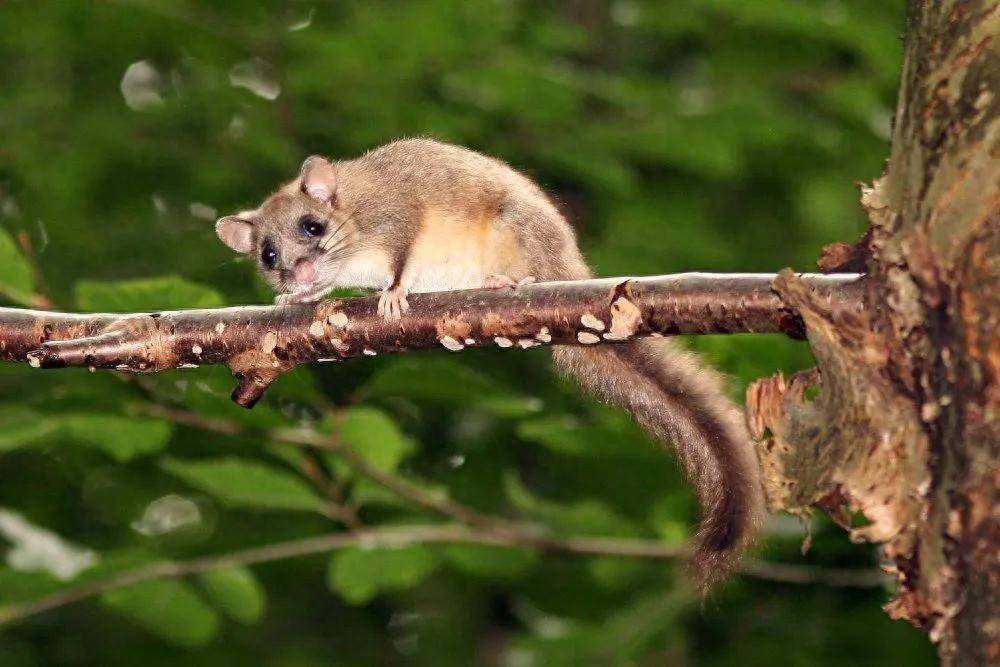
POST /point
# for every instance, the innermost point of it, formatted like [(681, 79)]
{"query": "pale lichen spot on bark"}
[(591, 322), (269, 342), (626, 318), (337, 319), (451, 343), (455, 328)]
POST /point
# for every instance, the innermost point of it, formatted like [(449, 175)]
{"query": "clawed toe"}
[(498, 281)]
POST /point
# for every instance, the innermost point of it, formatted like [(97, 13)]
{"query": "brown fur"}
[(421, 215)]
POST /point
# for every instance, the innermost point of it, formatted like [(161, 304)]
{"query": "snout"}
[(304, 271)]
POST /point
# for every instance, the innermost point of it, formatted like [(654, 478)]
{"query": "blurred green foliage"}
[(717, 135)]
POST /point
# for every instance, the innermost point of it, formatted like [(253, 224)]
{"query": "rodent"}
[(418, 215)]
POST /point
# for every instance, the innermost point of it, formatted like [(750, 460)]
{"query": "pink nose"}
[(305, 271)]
************
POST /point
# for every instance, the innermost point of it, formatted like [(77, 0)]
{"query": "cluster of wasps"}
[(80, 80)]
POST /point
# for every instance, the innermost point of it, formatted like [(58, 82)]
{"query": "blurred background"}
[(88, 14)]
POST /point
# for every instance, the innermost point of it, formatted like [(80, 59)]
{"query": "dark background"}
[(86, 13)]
************
> WHAT IS BEING ASKED: Please copy each line of the entries in which the word "innermost" shows up.

> WRITTEN RESPONSE:
# for every instance, the innermost point of it, formatted like [(681, 79)]
# for every instance, the innermost point of it, formatted like [(449, 175)]
# for every instance, the innermost point of it, formatted like [(97, 13)]
# for every instance, the innermost point of it, formatted like [(161, 304)]
# for every instance, the innermost point of it, formatted like [(654, 478)]
# for every instance, the innermost point of it, formatted like [(253, 224)]
# for every instance, the innermost point of it, formatted like [(750, 460)]
# for every instance, the innermost point of it, formatted like [(77, 0)]
# for every instance, the innermost point of it, formatted like [(58, 82)]
# for every instance, the innermost point of it, formatted like [(80, 59)]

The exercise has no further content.